[Start of section]

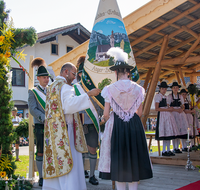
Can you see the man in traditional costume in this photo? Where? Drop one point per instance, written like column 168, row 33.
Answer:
column 36, row 104
column 15, row 120
column 90, row 125
column 64, row 139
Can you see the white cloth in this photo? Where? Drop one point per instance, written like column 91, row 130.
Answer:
column 75, row 179
column 180, row 118
column 167, row 123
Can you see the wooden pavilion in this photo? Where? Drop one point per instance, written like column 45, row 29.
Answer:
column 164, row 36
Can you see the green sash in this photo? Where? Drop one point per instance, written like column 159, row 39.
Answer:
column 92, row 113
column 40, row 96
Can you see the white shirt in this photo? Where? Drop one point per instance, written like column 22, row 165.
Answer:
column 72, row 103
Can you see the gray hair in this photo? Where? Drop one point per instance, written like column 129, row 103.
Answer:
column 67, row 66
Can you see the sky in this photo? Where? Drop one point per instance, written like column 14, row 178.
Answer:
column 45, row 15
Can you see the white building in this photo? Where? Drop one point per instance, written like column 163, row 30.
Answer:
column 50, row 46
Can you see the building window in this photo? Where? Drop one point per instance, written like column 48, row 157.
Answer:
column 69, row 48
column 54, row 49
column 18, row 77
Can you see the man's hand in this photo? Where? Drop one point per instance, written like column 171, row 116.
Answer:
column 94, row 92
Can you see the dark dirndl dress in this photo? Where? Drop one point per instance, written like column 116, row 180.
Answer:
column 130, row 161
column 177, row 103
column 162, row 103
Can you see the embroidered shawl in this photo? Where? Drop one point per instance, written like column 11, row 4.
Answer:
column 57, row 153
column 125, row 98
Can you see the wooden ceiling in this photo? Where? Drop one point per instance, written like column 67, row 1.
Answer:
column 176, row 20
column 181, row 57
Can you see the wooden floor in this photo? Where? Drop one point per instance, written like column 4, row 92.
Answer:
column 165, row 177
column 178, row 159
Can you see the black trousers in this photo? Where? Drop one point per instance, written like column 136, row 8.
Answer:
column 39, row 136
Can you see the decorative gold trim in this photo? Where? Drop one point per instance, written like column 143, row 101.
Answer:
column 93, row 97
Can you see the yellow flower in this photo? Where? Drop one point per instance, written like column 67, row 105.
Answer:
column 1, row 39
column 21, row 56
column 7, row 54
column 9, row 34
column 2, row 174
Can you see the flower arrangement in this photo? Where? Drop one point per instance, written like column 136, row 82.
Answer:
column 103, row 83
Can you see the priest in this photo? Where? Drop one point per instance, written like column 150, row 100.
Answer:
column 64, row 139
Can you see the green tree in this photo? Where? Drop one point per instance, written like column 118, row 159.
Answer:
column 10, row 40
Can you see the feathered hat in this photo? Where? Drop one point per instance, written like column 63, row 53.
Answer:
column 120, row 58
column 163, row 84
column 175, row 83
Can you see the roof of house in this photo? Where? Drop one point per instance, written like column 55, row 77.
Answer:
column 178, row 21
column 76, row 31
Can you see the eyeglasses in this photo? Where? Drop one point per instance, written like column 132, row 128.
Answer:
column 73, row 73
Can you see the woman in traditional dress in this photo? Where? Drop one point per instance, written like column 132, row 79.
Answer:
column 166, row 128
column 176, row 101
column 124, row 155
column 188, row 111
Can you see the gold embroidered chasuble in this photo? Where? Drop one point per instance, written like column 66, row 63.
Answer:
column 57, row 153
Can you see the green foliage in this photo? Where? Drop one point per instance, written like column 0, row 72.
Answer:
column 92, row 53
column 22, row 129
column 16, row 183
column 3, row 13
column 104, row 83
column 111, row 61
column 6, row 126
column 24, row 36
column 7, row 164
column 192, row 89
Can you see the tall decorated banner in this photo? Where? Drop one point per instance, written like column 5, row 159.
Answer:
column 108, row 31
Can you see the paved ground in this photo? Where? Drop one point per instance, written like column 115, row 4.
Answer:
column 166, row 177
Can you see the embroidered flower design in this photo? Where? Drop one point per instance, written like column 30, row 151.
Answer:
column 62, row 124
column 69, row 161
column 49, row 160
column 47, row 142
column 61, row 144
column 54, row 106
column 60, row 162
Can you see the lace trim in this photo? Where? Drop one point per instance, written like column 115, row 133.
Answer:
column 126, row 115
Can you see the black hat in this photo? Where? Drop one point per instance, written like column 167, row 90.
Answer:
column 121, row 64
column 183, row 91
column 175, row 84
column 42, row 71
column 163, row 85
column 14, row 109
column 80, row 68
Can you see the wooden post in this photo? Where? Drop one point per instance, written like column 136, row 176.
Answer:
column 182, row 77
column 147, row 78
column 154, row 81
column 193, row 79
column 31, row 135
column 177, row 76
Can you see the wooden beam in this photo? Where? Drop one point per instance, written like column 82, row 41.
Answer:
column 182, row 77
column 167, row 62
column 188, row 30
column 190, row 50
column 177, row 69
column 195, row 74
column 181, row 15
column 193, row 2
column 177, row 77
column 154, row 81
column 165, row 73
column 147, row 78
column 180, row 45
column 171, row 78
column 161, row 40
column 31, row 135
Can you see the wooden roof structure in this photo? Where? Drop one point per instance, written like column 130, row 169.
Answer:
column 165, row 36
column 76, row 31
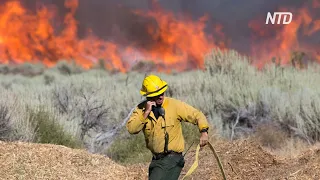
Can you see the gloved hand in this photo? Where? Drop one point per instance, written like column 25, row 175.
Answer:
column 203, row 139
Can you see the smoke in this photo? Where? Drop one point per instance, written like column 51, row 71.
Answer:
column 115, row 20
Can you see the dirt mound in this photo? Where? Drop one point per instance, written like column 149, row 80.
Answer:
column 247, row 160
column 45, row 161
column 243, row 159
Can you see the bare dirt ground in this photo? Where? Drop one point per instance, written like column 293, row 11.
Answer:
column 243, row 159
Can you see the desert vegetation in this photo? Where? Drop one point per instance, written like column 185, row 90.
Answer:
column 82, row 108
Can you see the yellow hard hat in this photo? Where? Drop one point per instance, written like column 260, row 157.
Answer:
column 152, row 86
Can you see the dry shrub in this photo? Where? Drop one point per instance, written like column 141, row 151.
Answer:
column 271, row 136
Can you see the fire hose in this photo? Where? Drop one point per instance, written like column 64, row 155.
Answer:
column 196, row 162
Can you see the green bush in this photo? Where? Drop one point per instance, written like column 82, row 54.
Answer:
column 49, row 131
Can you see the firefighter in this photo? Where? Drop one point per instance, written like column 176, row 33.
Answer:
column 160, row 118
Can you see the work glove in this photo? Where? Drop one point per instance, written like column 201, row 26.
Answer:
column 203, row 139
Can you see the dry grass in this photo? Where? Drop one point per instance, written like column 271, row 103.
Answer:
column 236, row 98
column 44, row 161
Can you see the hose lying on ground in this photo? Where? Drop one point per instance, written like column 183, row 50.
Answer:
column 196, row 162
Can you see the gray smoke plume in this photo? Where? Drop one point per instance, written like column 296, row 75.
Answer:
column 114, row 19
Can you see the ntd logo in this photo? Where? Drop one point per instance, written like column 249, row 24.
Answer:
column 281, row 15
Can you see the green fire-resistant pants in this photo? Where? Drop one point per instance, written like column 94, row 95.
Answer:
column 167, row 168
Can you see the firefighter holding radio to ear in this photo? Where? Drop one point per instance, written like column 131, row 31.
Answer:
column 160, row 118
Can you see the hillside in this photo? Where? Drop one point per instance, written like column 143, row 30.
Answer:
column 241, row 159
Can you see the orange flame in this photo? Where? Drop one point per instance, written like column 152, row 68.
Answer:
column 25, row 36
column 177, row 43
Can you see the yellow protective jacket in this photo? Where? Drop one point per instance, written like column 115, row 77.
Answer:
column 154, row 131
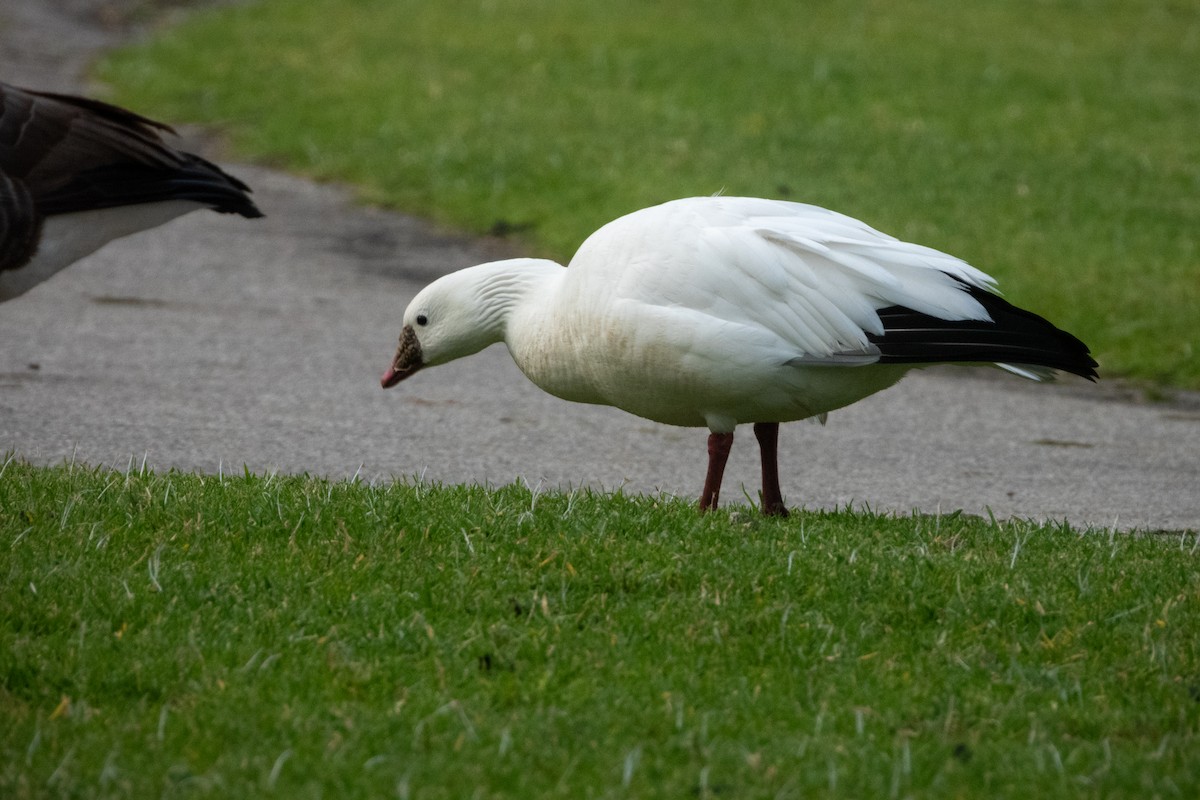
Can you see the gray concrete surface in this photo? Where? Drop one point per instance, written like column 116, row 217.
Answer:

[End of section]

> **Requirement**:
Type out all the records verbatim, minus images.

> **Result of the exercise**:
Can you see the man in traditional costume in this photo? Where? Drop one point per instance, written like column 168, row 33.
Answer:
column 36, row 104
column 15, row 120
column 90, row 125
column 64, row 139
Can you see the white cloth in this photo? Where? Drop one point per instance, written like column 91, row 130.
Answer:
column 75, row 179
column 180, row 118
column 167, row 123
Can you see the wooden pavilion in this photo? Where? Drop one point per instance, written like column 45, row 29.
Answer:
column 164, row 36
Can you see the green sash in this photo? Where? Drop one point per instance, written like column 159, row 39.
Answer:
column 92, row 113
column 40, row 96
Can you see the white shirt in this photo? Where? Drop one point per instance, written like column 22, row 165.
Answer:
column 72, row 103
Can you see the gray hair in this photo? Where? Drop one point per instance, written like column 129, row 103.
Answer:
column 67, row 66
Can you see the sky in this photo? Where? Drop one point per instance, written like column 14, row 178.
Answer:
column 45, row 15
Can you see the white building in this photo? Where? Drop one point per instance, written like column 163, row 30.
Answer:
column 50, row 46
Can you see the building window in this photo? Where? Drop one point per instance, written like column 48, row 157.
Answer:
column 69, row 48
column 54, row 49
column 18, row 77
Can you see the man's hand in this photo? Where? Drop one point per instance, written like column 171, row 116.
Answer:
column 94, row 92
Can you see the dark dirndl dress in this photo? Where? Drop one point per instance, written like column 116, row 180.
Answer:
column 130, row 161
column 177, row 103
column 162, row 103
Can you see the embroidered shawl in this photo? Where? Drop one point per instance, written like column 11, row 4.
Answer:
column 57, row 153
column 125, row 98
Can you see the wooden ceiling in this photo? Where? Drop one point per instance, written like column 67, row 1.
Answer:
column 176, row 20
column 181, row 57
Can you see the wooden floor in this photo? Where? Drop one point per instance, written like column 4, row 92.
Answer:
column 165, row 177
column 178, row 159
Can you see the black trousers in this photo? Where? Drop one point per instance, written like column 136, row 8.
Answer:
column 39, row 136
Can you see the decorative gold trim in this photo? Where? Drop one point per instance, written like column 143, row 101.
Answer:
column 93, row 97
Can you see the yellow flower in this photo? Where? Drop one point per instance, written like column 67, row 105.
Answer:
column 1, row 39
column 21, row 56
column 7, row 54
column 9, row 34
column 2, row 174
Can you see the flower arrangement in this photo? Where? Drop one point per instance, written like column 136, row 82.
Answer:
column 103, row 83
Can you see the priest in this photo? Where? Drop one point per instance, written like column 150, row 100.
Answer:
column 64, row 139
Can you see the green tree in this photo? Where? Drop one point per instance, written like column 118, row 159.
Answer:
column 10, row 40
Can you see the feathered hat in this photo? Where? Drop one point per instance, written like column 63, row 53.
Answer:
column 120, row 58
column 163, row 84
column 175, row 83
Can you see the roof of house in this photo? Where? Drop one point per instance, written like column 55, row 77.
Answer:
column 178, row 21
column 76, row 31
Can you see the eyeglasses in this photo? Where? Drop one point per instance, written like column 132, row 128.
Answer:
column 73, row 73
Can you see the woman in traditional dress in this photo? Where? Drop one point per instance, written like column 132, row 79.
Answer:
column 166, row 128
column 176, row 101
column 124, row 155
column 188, row 111
Can you see the gold embroidered chasuble in this photo? Where? Drop one point per instance, written like column 66, row 63.
Answer:
column 57, row 153
Can you see the green foliage in this photo? Where? Drop one point per instance, written like column 0, row 72.
Answer:
column 92, row 53
column 22, row 129
column 16, row 183
column 3, row 13
column 104, row 83
column 111, row 61
column 6, row 126
column 24, row 36
column 7, row 164
column 192, row 89
Can you see the tall decorated banner in this photo? Where? Drop one point per instance, written like column 5, row 159.
Answer:
column 108, row 31
Can you see the paved ground in this photo? Where? Drop one point per instance, written like column 115, row 4.
Answer:
column 166, row 177
Can you see the embroidered flower design in this photo? Where? Drop one point per instance, written like column 30, row 151.
Answer:
column 62, row 124
column 69, row 161
column 49, row 160
column 47, row 142
column 61, row 144
column 54, row 106
column 60, row 162
Can you see the lace trim in this photo? Where? Drop one point per instance, written like column 115, row 133.
Answer:
column 126, row 115
Can you see the black hat in this photo? Where? Drop one point per instance, written like column 167, row 90.
Answer:
column 121, row 64
column 183, row 91
column 175, row 84
column 42, row 71
column 163, row 85
column 14, row 109
column 80, row 68
Can you see the wooden post in this photo? Where? Drop one point per instance, written like column 136, row 176.
Answer:
column 182, row 77
column 147, row 78
column 154, row 81
column 193, row 79
column 31, row 135
column 177, row 76
Can you see the wooden beam in this photo? Where? Drop one point per instance, written like column 82, row 41.
Answer:
column 182, row 77
column 167, row 62
column 188, row 30
column 190, row 50
column 177, row 69
column 195, row 74
column 181, row 15
column 193, row 2
column 177, row 77
column 154, row 81
column 165, row 73
column 147, row 78
column 180, row 45
column 171, row 78
column 161, row 40
column 31, row 135
Can you see the wooden roof structure in this photo? Where? Drop one point per instance, written like column 130, row 169.
Answer:
column 165, row 36
column 76, row 31
Can you see the gloved hand in this photo? Where? Drop one point per instance, written like column 25, row 175.
Answer:
column 203, row 139
Can you see the smoke in this photo? Where? Drop one point per instance, written like column 51, row 71.
Answer:
column 115, row 20
Can you see the dirt mound in this photo? Where? Drop one point per instance, written like column 149, row 80.
Answer:
column 247, row 160
column 45, row 161
column 243, row 159
Can you see the bare dirt ground in this photo? Where? Drop one point per instance, written like column 293, row 11.
Answer:
column 243, row 159
Can you see the desert vegetation in this photo? Where? Drop one point per instance, written like column 185, row 90.
Answer:
column 82, row 108
Can you see the yellow hard hat in this photo? Where? Drop one point per instance, written like column 260, row 157.
Answer:
column 152, row 86
Can you see the dry shrub in this photo? Where? Drop one point per instance, written like column 141, row 151.
Answer:
column 271, row 136
Can you see the fire hose in this photo? Where? Drop one point per instance, written like column 64, row 155.
Answer:
column 196, row 162
Can you see the green bush in this photo? Where? Drop one point per instance, written like column 82, row 54.
Answer:
column 49, row 131
Can you see the firefighter in this photo? Where? Drop one point per instance, written like column 176, row 33.
Answer:
column 160, row 118
Can you see the work glove in this photo? Where? Drop one point per instance, written like column 201, row 26.
Answer:
column 203, row 139
Can you see the dry grass in this photo? Where? Drop one point per instance, written like column 271, row 103.
Answer:
column 236, row 98
column 44, row 161
Can you see the hose lying on ground in this photo? Where? Drop one point per instance, written like column 183, row 50.
Answer:
column 196, row 162
Can you see the gray smoke plume in this photo? Where? Drop one point per instance, written like column 296, row 75.
Answer:
column 114, row 19
Can you see the ntd logo in this photo? Where? Drop one point per instance, written like column 249, row 24.
Answer:
column 281, row 15
Can you see the green fire-resistant pants in this photo? Where? Drop one point per instance, written like column 94, row 95.
Answer:
column 167, row 168
Can you see the firefighter holding radio to ear in this photo? Where? Drop one point per instance, written like column 131, row 31.
Answer:
column 160, row 118
Can you see the hillside in this photo? Where? Drop one point per instance, written like column 143, row 30.
Answer:
column 241, row 159
Can you see the orange flame in this photo? Where? Drop one point per instance, written like column 152, row 68.
Answer:
column 25, row 36
column 177, row 43
Can you see the yellow protective jacket in this photo? Where? Drop one point per instance, written like column 115, row 77.
Answer:
column 154, row 131
Can you see the gray concrete surface in this photo? Where? Drop one point per instance, written like column 116, row 217.
Answer:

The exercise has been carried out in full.